● Task data
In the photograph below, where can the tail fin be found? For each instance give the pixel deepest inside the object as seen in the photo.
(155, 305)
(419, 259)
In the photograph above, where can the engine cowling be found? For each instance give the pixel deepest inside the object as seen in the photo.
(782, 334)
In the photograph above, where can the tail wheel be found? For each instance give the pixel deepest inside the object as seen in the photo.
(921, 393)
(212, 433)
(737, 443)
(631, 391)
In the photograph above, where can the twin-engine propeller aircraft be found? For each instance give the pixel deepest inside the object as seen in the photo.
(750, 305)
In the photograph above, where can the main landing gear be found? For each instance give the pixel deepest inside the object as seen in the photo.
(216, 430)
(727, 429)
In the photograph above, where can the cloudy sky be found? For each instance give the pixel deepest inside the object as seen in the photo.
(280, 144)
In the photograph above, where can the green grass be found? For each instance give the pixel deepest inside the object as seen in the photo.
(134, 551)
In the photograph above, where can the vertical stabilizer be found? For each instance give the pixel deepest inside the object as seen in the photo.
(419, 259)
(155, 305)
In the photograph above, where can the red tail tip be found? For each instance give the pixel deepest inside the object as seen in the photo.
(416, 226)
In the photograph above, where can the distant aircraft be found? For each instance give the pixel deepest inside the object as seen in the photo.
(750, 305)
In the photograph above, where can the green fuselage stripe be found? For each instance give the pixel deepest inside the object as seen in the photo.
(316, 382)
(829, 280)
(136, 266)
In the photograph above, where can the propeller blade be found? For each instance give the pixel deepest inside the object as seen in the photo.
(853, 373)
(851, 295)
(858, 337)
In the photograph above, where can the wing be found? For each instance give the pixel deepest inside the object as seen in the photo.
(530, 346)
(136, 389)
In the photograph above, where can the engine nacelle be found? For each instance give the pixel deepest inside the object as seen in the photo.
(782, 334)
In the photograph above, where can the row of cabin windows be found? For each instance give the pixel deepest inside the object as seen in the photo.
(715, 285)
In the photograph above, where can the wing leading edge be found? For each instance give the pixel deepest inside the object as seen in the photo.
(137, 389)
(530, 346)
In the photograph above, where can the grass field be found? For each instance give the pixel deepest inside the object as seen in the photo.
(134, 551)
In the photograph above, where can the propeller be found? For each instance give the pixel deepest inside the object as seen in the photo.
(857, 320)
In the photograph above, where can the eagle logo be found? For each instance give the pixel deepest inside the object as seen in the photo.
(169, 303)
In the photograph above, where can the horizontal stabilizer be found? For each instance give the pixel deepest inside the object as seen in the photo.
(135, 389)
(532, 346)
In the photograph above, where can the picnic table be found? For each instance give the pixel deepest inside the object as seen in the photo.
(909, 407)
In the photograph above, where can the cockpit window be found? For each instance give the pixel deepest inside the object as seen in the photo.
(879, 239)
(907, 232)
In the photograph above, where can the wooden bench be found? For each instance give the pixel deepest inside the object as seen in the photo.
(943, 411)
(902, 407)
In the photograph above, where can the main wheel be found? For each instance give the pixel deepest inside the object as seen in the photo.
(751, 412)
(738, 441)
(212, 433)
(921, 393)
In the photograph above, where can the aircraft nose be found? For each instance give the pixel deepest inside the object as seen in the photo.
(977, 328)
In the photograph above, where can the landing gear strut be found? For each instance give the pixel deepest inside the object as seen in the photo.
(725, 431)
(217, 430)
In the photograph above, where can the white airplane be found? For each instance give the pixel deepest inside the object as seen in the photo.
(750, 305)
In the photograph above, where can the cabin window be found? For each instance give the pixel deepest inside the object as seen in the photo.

● Problem
All of the data above should be reproduced exactly, with nothing left out.

● The answer
In the photograph below, where can the tail fin be found? For each instance give the pixel deepest inside the object as seen in the photo.
(155, 305)
(419, 259)
In the photograph above, where can the engine cowling be found? For each instance give the pixel deepest inside the object as seen in the photo.
(782, 334)
In the photograph above, where can the tail wheel be found? For each instance give the pixel deepest inside the object as seen in the photo.
(921, 393)
(212, 433)
(737, 443)
(631, 391)
In the photograph above, where can the twin-engine propeller aircraft be found? For each instance give the pixel deepest inside the object as seen in the photo.
(750, 305)
In the photograph above, where can the main landing gear be found? For each instance give the pixel deepest inside the object as seen in the photo.
(216, 430)
(727, 429)
In the photograph above, where can the cloudy sky be found? For each instance give the pixel deepest inside the object as seen in the photo.
(280, 144)
In the photograph above, where can the green grass be found? For each instance give the pixel deepest inside the object as seen in the photo.
(134, 551)
In the photograph above, where can the vertical stabilizer be found? For each instance give the pixel deepest inside the object as seen in the photo.
(419, 259)
(155, 305)
In the photograph above, where can the red tail tip be found? For each instance give the pixel deepest inside the object as seen in the photo.
(416, 226)
In the photograph above, where can the distant aircraft be found? For each instance give the pixel deepest inside the object as seen in the photo.
(750, 305)
In the photograph above, where can the green fuselage stripe be found? For each instance give the pixel deepest inside the object as seen in the photo.
(316, 382)
(829, 280)
(136, 266)
In the photograph above, where can the propeller blade be found? For each instance give the pixel deepest inside the object as seen in the photo.
(853, 373)
(851, 295)
(858, 337)
In the photograph above, where can the wing be found? For each instance give the pixel deepest inside the object as seen in the photo.
(530, 346)
(136, 389)
In the photograph above, where can the engine nacelle be found? For each instance give the pixel deepest inside the object as seen in the photo.
(782, 334)
In the photograph above, where can the row of cabin windows be found? For each instance give the pixel deepest inside the object as seen in the photo.
(715, 285)
In the photograph above, where can the wing leading edge be found? For each instance give the pixel deepest inside the object as seen in the photo.
(137, 389)
(530, 346)
In the photograph above, where can the grass field be found? For each instance give the pixel deepest inside the object as seen in the photo.
(134, 551)
In the photograph above, where can the propeller be found? For each instance give the pixel deepest inside the object as seen in the photo.
(857, 320)
In the photograph above, where can the eagle logo be found? For each instance give the pixel deepest inside the object as seen in the photo.
(169, 303)
In the photograph above, where can the horizontal stabilizer be found? For each instance give the pixel deepest inside the object as seen in the photo.
(135, 389)
(532, 346)
In the photograph above, where can the picnic table be found? For each instance give the pixel deepest inside the object as seen in the photo.
(909, 407)
In the photograph above, where can the cockpit window be found? For each instance give the pixel deepest inside the object as seen in the photo.
(879, 239)
(907, 232)
In the photograph above, where can the wooden bench be found? For each instance give the pixel deepest inside the object as seen in the photo.
(943, 411)
(902, 407)
In the photograph above, where can the main wheel be found? For each instance give the pixel deepest inside the object as seen in the photo.
(751, 412)
(738, 441)
(212, 433)
(921, 393)
In the photograph above, where can the aircraft nose be found? For each instance give the pixel deepest inside the object as seen in the photo.
(977, 328)
In the photograph above, where can the landing gear strut be found? For each instance give the pixel deepest inside the object as seen in the photo.
(725, 431)
(217, 430)
In the photograph above, where can the white airplane be found? For each instance give the pixel deepest inside the object as seen in the photo.
(750, 305)
In the photograph above, where can the cabin window be found? For each instance give the pixel deepest inside the object as seen in the photo.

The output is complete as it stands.